■ **PROBLEM SET**
A. Summarize the court opinion below in two sentences.
B. For each statement, say yes or no depending on whether it agrees with the court opinion below, and quote the deciding words: (i) The law establishing the probation system created a right to appeal when a judge refuses to suspend a sentence. (ii) The Court assumes the order appealed from was rendered after judgment. (iii) Probation comes to a person convicted of a crime as a right.
C. Please answer these questions from the court opinion below.
(i) On what date was the case decided?
(ii) Which section of the Code of Criminal Procedure sets out when the defendant may appeal?
(iii) Where has it been held that a judge might be compelled through mandamus?

■ **TEXT**
-- begin --
Supreme Court of Puerto Rico, 1957

People v. Rivera Tacoronte

People v. Rivera Tacoronte
Supreme Court of Puerto Rico · Decided March 29, 1957 · Pimentel
79 P.R. 831

People v. Rivera Tacoronte

Opinion of the Court

Mr. Justice Pérez Pimentel

delivered the opinion of the Court.

Defendant Jaime Antonio Rivera Tacoronte appealed to this Court (1) from the judgment of conviction, and (2) from the order denying him the benefits of the Suspended Sentence Act.

In opposition to appellant’s motion to include in the judgment roll the application for probation made by the appellant in the lower court, the order denying such application, and the report rendered by the probation officer, the Fiscal of this Court has moved for the dismissal of the appeal taken from the order in question on the ground that it is not appealable. *832Defendant-appellant filed a motion objecting to the dismissal requested.

The law establishing the probation system did not create the right to appeal in such cases where the judge refuses to suspend the effects of a sentence imposed on the prisoner. 34 L.P.R.A. § 1026 et seq. On the other hand, pursuant to § 347 of our Code of Criminal Procedure (34 L.P.R.A. § 1074) the defendant may appeal:

“1. ........
“2. ........
“3. From an order made after judgment, affecting the substantial rights of the party.”

We assume that the order from which an appeal has been taken in this case is an order rendered after judgment.1 However, such an order would not be appealable unless we held that the same affects the substantial rights of the defendant.

Probation or the suspension of the execution of a sentence comes as an act of grace and not as a right, to a person convicted of a crime. People v. Vélez, 76 P.R.R. 135. The law has not provided that, under specific circumstances or conditions, a defendant is entitled to have the execution of the sentence suspended. Contrariwise, its concession rests in the discretion of the trial court. Fernández v. Rivera, 70 P.R.R. 859; People v. Camacho, 69 P.R.R. 332. This being so, it cannot be held that the exercise of the judge’s discretion in refusing to grant the grace of suspending the effects of a sentence to a convict, affects his substantial rights. Exceptional cases may be foreseen, and this is *833not one of them, where a judge for some reason alien to the statute may refuse to suspend a sentence, as for example, if the judge refuses to apply the probation law to a person convicted of one of the offenses not excluded from the provisions of the Act, because, in his opinion, that specific offense must be included in the statute as an exception. The judge’s attitude in such case would imply that he has not exercised his judicial discretion in a lawful manner in refusing or granting probation in those felonies which are not expressly excluded by law and he might be compelled to do so through mandamus, as has been held in California,2 or perhaps his arbitrary order could be subject to review by this Court by way of certiorari.
-- end --
■ **RAW DATA**
-- begin --
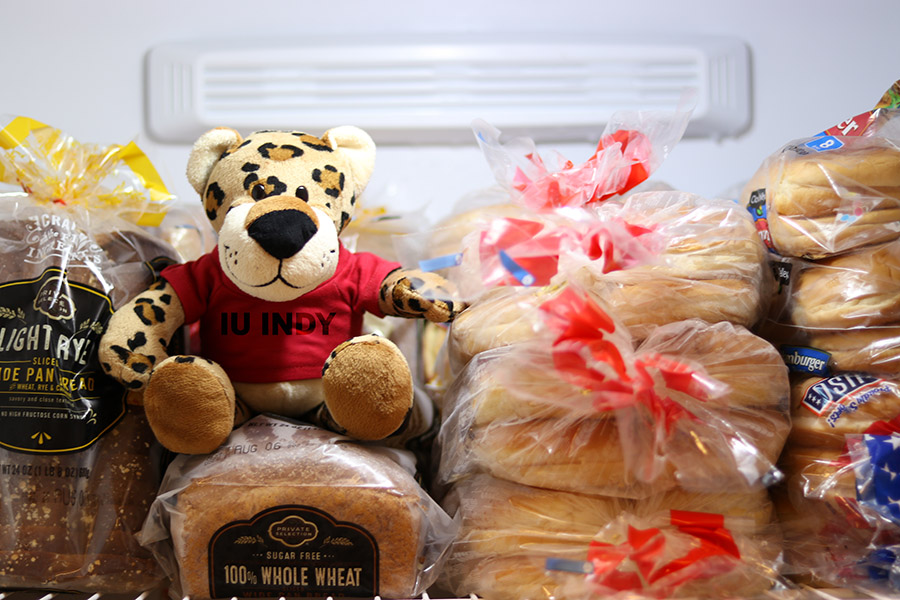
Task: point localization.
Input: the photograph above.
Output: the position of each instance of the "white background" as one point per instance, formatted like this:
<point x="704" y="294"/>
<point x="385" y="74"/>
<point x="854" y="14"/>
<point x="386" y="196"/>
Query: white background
<point x="79" y="66"/>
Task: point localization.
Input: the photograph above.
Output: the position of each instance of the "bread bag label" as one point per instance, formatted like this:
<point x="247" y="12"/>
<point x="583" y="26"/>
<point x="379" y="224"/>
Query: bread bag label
<point x="800" y="359"/>
<point x="835" y="396"/>
<point x="53" y="395"/>
<point x="292" y="551"/>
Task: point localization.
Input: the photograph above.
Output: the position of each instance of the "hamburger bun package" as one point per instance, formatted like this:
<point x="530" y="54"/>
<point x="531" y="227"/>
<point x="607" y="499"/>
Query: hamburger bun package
<point x="695" y="405"/>
<point x="80" y="233"/>
<point x="833" y="192"/>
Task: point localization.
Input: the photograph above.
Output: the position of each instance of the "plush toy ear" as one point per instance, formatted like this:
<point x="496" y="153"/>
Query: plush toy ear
<point x="206" y="153"/>
<point x="359" y="150"/>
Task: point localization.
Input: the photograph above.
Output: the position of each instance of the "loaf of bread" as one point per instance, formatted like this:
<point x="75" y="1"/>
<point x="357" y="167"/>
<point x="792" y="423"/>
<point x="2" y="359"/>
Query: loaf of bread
<point x="823" y="203"/>
<point x="69" y="521"/>
<point x="78" y="464"/>
<point x="284" y="509"/>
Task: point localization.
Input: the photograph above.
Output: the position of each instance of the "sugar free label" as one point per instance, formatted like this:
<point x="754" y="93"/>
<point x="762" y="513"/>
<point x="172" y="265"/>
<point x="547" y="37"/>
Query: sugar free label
<point x="53" y="395"/>
<point x="292" y="551"/>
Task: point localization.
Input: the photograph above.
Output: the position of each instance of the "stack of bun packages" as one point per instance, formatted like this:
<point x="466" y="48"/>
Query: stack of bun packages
<point x="80" y="233"/>
<point x="828" y="207"/>
<point x="611" y="424"/>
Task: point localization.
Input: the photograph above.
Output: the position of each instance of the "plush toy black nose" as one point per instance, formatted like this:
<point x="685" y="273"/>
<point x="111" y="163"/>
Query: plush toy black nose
<point x="282" y="233"/>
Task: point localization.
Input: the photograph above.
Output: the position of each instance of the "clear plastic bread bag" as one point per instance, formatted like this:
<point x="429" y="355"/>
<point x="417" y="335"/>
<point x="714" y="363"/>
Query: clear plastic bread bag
<point x="838" y="506"/>
<point x="525" y="542"/>
<point x="834" y="191"/>
<point x="78" y="465"/>
<point x="684" y="408"/>
<point x="286" y="509"/>
<point x="529" y="187"/>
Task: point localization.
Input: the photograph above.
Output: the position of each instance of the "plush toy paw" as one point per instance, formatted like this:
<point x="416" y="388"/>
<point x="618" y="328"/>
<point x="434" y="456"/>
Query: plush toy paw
<point x="190" y="404"/>
<point x="368" y="387"/>
<point x="420" y="294"/>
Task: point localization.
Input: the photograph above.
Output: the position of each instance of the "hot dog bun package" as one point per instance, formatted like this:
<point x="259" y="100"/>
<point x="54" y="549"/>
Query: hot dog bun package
<point x="284" y="509"/>
<point x="81" y="232"/>
<point x="521" y="542"/>
<point x="695" y="405"/>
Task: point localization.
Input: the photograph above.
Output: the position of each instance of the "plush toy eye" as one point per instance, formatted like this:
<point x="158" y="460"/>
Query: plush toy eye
<point x="258" y="191"/>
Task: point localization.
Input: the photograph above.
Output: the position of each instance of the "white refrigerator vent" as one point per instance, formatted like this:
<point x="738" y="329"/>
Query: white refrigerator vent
<point x="429" y="91"/>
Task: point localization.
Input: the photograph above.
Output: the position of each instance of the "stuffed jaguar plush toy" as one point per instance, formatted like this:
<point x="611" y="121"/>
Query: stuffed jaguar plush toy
<point x="279" y="302"/>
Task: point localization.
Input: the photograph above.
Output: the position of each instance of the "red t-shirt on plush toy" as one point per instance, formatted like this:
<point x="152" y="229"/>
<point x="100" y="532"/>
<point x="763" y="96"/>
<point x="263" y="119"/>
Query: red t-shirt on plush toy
<point x="256" y="341"/>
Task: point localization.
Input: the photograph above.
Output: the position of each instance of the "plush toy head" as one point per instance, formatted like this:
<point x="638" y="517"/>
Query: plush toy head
<point x="287" y="337"/>
<point x="278" y="219"/>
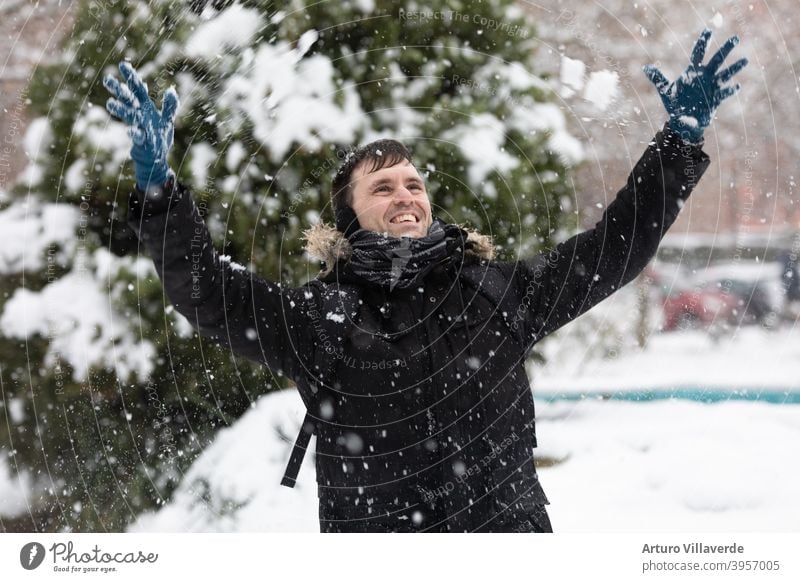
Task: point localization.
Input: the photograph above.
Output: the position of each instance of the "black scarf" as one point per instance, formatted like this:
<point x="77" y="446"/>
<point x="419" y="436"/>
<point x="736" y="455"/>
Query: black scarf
<point x="401" y="262"/>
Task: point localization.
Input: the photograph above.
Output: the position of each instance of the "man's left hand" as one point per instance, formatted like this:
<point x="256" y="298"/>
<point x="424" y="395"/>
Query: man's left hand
<point x="693" y="98"/>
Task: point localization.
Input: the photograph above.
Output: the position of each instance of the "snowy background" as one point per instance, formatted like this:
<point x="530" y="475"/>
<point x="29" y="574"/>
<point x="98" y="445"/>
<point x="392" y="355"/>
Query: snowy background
<point x="641" y="427"/>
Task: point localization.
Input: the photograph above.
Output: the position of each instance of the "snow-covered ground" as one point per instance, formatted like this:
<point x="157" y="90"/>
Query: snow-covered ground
<point x="606" y="465"/>
<point x="752" y="359"/>
<point x="616" y="466"/>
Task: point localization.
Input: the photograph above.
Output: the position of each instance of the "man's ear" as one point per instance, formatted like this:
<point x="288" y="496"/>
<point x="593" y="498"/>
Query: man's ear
<point x="347" y="221"/>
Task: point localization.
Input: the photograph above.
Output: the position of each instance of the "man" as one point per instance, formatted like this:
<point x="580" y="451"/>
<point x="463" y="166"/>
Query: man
<point x="408" y="350"/>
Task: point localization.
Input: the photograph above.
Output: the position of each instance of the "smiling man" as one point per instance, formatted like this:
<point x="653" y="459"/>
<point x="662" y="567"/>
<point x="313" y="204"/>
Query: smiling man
<point x="408" y="349"/>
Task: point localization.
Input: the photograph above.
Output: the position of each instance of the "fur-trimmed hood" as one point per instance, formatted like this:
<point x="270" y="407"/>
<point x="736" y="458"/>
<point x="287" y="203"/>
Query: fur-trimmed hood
<point x="327" y="244"/>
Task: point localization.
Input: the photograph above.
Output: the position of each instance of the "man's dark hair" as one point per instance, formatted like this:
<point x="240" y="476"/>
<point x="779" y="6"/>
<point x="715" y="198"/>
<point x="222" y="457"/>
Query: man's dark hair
<point x="383" y="153"/>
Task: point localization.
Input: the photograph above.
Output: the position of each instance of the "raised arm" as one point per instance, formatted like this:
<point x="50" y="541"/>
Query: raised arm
<point x="226" y="303"/>
<point x="556" y="287"/>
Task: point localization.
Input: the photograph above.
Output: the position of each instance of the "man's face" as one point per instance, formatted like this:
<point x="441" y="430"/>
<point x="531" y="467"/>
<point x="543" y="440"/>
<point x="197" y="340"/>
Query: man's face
-- end --
■ **EXPECTED RESPONSES**
A. Jaime Antonio Rivera Tacoronte appealed both his conviction and the order denying him the benefits of the Suspended Sentence Act, and the Fiscal moved to dismiss the appeal from that order on the ground that it is not appealable. The Court reasoned that probation is an act of grace resting in the trial court's discretion, so refusing it does not affect a defendant's substantial rights, though in exceptional cases where a judge refuses for a reason alien to the statute, mandamus or perhaps certiorari might be available.

B.
(i) No: "The law establishing the probation system did not create the right to appeal in such cases where the judge refuses to suspend the effects of a sentence imposed on the prisoner."
(ii) Yes: "We assume that the order from which an appeal has been taken in this case is an order rendered after judgment."
(iii) No: "Probation or the suspension of the execution of a sentence comes as an act of grace and not as a right, to a person convicted of a crime."

C.
(i) March 29, 1957
(ii) § 347 (34 L.P.R.A. § 1074)
(iii) California